Vermeldingen uit een aanwijsdataset
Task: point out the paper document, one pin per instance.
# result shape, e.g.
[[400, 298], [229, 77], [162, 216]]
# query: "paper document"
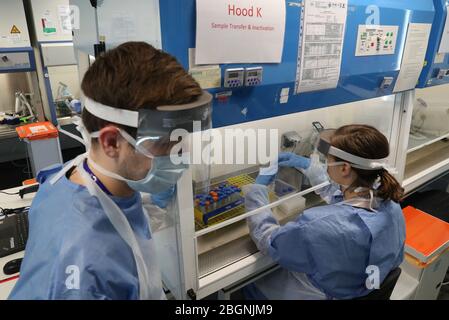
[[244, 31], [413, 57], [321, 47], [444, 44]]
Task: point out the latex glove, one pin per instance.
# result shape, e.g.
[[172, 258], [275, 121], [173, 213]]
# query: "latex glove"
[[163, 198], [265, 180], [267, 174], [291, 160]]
==
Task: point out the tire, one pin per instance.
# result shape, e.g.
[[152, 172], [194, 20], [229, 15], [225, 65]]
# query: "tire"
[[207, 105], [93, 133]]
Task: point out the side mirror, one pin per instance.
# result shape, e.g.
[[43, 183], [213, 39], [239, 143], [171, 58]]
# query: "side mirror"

• [DOEL OEFENING]: Schaal de lijst vanaf de regel met "Task: point out the paper" tot en met de regel met "[[163, 198], [265, 180], [267, 174], [291, 160]]": geef al deze regels opnieuw weer, de verzoeken inbegrepen, en vermenigvuldig daarbij elke coördinaat in de antwoorden met 1,9, afgerond op hele getallen (halven naar boven). Laat de afbeeldingen in uw antwoord weg.

• [RESULTAAT OPDRACHT]:
Task: point out the paper document, one pin per instance.
# result shape, e.g.
[[400, 298], [229, 77], [162, 216]]
# query: "paper document"
[[464, 59], [785, 108], [610, 89], [844, 84]]
Task: point out the latex glove, one pin per instance.
# result shape, e.g.
[[172, 258], [275, 121], [173, 213]]
# query: "latex glove"
[[310, 376], [504, 342], [507, 331], [553, 304]]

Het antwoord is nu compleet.